Quoted passage:
○ ○ ○ ○

Conservationists are hoping this breeding season will bring the biggest-ever boost to New Zealand's critically endangered kākāpō population.

Two chicks, weighing a healthy 28 and 32 grams respectively, have hatched in the past two days, with more expected this week.

Department of Conservation kākāpō operations manager Deidre Vercoe says 2019 was predicted to be the biggest kākāpō breeding season on record with almost every breeding-age female expected to lay eggs.

"So far, things have got off to a great start with the birds mating earlier than expected resulting in a record 136 eggs to date," she said.


"Unfortunately, fertility has been particularly poor this year, potentially due to the number of young males breeding for the first time."

Less than half of these eggs would hatch into a kākāpō chick, and not every hatched chick would make it to adulthood.

"However, we're still hoping for anywhere between 30 to 50 chicks. With a population of 147 adults, this will be a huge boost for this taonga."

Because the birds began breeding so early, the team were moving eggs and chicks will be hand-reared in an effort to encourage "double clutching" – meaning they could nest twice in one season.

DoC's Kākāpō Recovery Programme, with the support of Ngāi Tahu, had been working on innovative new approaches to improve the breeding success of the critically endangered kākāpō.

Two such projects are "Smart Eggs" and an assisted breeding (AB) programme.

○ ○ ○ ○

Information:

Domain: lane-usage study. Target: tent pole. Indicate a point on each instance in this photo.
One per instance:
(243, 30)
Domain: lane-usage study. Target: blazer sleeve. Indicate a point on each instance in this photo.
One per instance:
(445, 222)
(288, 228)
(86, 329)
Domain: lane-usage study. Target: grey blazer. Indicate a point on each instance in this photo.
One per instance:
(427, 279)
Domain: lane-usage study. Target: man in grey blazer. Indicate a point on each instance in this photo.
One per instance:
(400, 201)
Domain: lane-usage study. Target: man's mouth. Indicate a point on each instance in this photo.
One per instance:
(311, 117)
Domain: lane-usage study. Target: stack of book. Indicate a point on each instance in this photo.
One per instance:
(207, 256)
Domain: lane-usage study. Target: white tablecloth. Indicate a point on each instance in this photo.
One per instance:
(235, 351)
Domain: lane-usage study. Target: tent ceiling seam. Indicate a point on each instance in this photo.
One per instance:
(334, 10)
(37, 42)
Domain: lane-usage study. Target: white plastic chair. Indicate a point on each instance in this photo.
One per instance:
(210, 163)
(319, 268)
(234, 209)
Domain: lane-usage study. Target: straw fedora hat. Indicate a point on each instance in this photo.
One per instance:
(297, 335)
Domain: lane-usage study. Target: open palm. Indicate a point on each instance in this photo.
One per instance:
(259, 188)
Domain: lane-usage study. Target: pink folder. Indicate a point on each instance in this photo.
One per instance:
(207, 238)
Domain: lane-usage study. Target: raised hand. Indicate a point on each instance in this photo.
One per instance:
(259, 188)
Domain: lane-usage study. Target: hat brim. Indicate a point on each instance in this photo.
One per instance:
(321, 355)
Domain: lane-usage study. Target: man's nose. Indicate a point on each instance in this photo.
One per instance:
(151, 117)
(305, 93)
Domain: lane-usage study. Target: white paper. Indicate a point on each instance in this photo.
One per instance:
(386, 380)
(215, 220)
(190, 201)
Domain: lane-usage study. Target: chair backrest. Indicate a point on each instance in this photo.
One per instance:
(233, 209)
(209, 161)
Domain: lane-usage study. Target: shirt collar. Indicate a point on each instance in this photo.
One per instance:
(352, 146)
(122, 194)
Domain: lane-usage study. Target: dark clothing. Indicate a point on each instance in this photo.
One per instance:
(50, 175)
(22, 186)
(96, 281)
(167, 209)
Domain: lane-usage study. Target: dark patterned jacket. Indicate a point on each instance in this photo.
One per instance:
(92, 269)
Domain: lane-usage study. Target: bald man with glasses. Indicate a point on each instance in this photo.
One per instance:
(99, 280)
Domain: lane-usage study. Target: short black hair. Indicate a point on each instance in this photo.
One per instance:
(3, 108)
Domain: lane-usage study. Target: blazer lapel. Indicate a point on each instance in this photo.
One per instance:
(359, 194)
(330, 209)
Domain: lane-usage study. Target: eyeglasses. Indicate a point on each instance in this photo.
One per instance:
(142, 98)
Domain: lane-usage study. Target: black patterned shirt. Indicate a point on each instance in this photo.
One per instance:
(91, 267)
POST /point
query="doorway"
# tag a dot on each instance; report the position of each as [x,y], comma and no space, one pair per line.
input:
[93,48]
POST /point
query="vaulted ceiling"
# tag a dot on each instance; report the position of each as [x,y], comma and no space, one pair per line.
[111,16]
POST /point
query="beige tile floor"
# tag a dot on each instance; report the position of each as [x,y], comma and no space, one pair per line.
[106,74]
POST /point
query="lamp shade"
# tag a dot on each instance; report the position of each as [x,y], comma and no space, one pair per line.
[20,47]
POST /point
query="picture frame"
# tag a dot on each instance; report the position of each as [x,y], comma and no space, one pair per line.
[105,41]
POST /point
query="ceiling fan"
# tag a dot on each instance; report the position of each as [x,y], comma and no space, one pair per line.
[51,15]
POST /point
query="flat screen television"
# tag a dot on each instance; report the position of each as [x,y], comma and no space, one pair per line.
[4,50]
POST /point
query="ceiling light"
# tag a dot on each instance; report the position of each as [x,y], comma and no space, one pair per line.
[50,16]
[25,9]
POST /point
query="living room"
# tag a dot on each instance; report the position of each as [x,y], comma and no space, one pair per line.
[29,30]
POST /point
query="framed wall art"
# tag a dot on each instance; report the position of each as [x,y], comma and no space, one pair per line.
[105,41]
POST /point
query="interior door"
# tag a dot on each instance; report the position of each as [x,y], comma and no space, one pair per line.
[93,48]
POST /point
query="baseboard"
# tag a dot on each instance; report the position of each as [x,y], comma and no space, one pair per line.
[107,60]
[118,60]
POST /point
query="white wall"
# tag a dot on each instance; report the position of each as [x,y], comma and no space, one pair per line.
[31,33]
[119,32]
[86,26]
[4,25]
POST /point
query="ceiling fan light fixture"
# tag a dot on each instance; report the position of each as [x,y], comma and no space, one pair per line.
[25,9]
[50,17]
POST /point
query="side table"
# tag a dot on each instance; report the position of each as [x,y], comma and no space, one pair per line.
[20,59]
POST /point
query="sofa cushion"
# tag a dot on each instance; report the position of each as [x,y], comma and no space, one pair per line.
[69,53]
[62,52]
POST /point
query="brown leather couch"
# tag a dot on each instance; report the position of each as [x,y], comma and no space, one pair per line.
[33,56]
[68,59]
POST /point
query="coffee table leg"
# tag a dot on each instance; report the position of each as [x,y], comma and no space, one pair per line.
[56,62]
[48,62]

○ ○ ○ ○

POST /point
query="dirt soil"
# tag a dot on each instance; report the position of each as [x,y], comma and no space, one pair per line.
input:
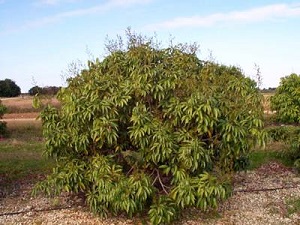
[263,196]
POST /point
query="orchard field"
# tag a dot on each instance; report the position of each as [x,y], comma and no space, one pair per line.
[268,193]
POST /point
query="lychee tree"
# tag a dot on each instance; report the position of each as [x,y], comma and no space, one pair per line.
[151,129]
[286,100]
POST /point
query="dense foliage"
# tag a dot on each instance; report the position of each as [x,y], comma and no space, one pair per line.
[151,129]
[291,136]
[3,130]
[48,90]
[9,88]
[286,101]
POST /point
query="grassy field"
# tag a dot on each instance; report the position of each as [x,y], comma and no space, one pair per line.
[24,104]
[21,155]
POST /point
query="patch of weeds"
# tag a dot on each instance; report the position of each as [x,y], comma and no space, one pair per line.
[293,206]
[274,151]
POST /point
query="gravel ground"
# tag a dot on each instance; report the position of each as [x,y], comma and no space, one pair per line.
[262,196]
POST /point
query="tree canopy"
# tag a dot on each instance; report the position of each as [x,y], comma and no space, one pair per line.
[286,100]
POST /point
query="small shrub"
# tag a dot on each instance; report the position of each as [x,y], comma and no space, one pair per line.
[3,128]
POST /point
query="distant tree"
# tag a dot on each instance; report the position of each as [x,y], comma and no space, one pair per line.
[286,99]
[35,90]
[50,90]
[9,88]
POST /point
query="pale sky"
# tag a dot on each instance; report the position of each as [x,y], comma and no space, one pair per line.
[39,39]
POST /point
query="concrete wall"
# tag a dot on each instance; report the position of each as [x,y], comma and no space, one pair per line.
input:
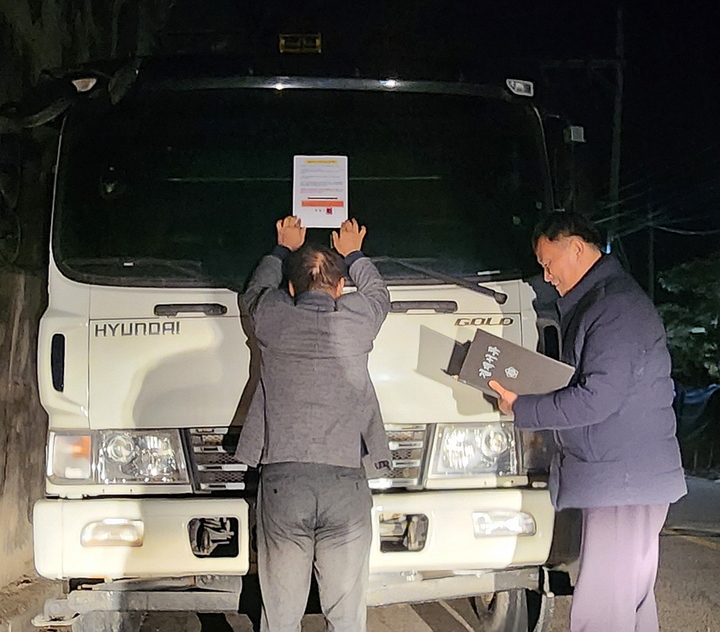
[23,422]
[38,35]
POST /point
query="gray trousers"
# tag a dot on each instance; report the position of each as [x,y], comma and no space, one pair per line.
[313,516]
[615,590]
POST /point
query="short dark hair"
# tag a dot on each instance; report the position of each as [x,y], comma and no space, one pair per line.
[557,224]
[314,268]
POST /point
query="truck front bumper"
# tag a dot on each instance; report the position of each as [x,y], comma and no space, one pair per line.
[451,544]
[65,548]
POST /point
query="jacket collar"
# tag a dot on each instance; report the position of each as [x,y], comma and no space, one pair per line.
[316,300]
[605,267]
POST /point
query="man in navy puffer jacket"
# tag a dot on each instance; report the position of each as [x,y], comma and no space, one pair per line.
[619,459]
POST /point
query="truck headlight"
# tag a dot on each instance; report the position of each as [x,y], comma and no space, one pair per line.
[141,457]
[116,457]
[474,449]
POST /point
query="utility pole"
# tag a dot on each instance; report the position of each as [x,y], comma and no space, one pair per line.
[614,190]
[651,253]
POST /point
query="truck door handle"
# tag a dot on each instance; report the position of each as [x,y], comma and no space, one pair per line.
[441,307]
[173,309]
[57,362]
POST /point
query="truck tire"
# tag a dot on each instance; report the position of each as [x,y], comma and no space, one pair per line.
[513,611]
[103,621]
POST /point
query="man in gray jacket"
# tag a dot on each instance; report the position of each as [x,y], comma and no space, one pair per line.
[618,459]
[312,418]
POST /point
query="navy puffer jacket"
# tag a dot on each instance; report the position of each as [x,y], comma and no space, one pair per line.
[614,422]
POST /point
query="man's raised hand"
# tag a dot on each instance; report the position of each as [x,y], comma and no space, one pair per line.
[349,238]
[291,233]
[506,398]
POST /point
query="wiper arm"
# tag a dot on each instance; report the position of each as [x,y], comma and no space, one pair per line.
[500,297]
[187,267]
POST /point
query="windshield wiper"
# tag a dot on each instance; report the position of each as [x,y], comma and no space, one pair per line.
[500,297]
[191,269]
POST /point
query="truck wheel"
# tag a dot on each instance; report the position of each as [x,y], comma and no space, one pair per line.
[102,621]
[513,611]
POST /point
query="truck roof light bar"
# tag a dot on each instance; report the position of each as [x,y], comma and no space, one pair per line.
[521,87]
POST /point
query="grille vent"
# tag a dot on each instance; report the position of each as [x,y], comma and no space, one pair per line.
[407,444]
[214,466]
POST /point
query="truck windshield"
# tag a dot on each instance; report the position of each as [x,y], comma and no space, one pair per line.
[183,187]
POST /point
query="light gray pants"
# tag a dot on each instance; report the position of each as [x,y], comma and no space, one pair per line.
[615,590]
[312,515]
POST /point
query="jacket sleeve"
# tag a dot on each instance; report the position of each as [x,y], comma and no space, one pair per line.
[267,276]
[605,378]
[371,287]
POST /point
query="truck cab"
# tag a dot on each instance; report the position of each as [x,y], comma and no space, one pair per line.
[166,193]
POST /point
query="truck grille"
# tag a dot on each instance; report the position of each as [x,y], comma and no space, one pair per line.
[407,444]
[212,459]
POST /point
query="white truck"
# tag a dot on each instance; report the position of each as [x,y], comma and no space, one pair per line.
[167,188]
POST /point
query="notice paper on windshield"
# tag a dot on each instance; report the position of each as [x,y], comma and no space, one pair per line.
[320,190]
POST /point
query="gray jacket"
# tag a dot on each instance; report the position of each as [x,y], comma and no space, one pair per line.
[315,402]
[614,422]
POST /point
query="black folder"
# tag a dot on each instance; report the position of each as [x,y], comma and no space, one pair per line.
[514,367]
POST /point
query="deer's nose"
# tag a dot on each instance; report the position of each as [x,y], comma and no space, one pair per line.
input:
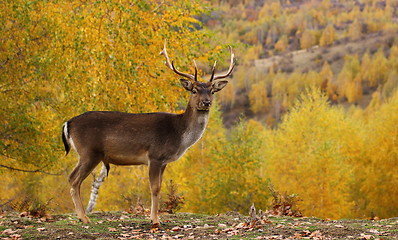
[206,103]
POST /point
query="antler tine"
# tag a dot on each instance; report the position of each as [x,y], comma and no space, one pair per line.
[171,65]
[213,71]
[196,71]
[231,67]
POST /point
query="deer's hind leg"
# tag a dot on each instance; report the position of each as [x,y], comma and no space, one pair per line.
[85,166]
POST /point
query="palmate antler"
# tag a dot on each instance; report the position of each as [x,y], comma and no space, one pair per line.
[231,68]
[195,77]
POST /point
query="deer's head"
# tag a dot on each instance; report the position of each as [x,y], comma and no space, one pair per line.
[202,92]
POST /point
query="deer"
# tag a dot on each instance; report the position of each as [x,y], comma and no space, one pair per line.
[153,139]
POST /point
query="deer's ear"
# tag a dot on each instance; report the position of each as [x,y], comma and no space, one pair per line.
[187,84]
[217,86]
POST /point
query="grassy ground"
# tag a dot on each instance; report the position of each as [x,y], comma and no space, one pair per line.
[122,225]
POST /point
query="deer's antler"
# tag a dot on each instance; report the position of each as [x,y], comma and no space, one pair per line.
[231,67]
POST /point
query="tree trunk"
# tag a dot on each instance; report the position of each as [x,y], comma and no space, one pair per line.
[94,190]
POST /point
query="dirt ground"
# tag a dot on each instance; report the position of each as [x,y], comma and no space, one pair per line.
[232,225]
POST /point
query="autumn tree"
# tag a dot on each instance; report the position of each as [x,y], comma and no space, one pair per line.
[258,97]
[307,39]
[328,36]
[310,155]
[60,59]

○ ○ ○ ○

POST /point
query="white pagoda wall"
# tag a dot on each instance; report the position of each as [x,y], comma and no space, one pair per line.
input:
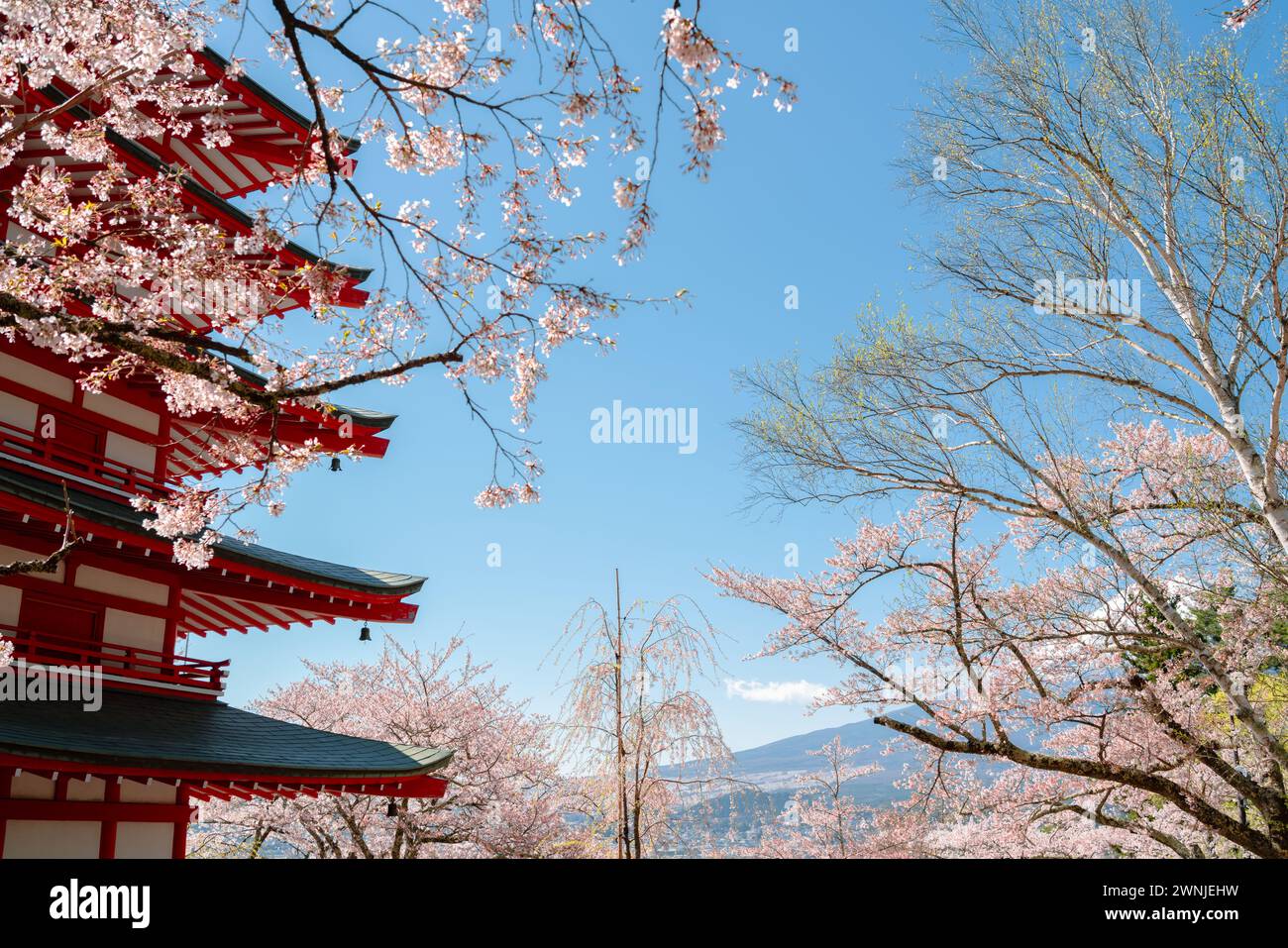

○ ○ ○ ○

Problem A: Translate this sentence from the kākāpō article into Spanish: "Two chicks, weighing a healthy 28 and 32 grams respectively, have hatched in the past two days, with more expected this week."
Problem B: Write the next few sentences of the kākāpō article, picking up after its final sentence.
The rows are separate material and have no connection to the kākāpō article.

Written answer A: Dos polluelos, con un peso saludable de 28 y 32 gramos respectivamente, han eclosionado en los últimos dos días, y se esperan más esta semana.

Written answer B:
"Both projects, funded by our national partner Meridian Energy, are experimental in nature, but both also have the potential to dramatically increase the success of kākāpō breeding."

Assisted breeding was essentially a helping hand for kākāpō to ensure they're getting the most out of the breeding season.


It involves semen collection, sperm analysis and artificial insemination.

"This is part of our efforts to ensure that all founders are genetically represented, and also to increase fertility, since multiple matings greatly increases the likelihood that a female will have fertile eggs," Vercoe said.

"AB allows us to replicate this with females who don't chose to mate multiple times themselves."

AB efforts would focus mainly on any second clutches.

Smart Eggs were 3D printed eggs that mimicked the sounds that would come from a real kākāpō egg just prior to hatching, which helped kākāpō mothers better prepare for the arrival of their chick, thus improving the care they get in those critical first days.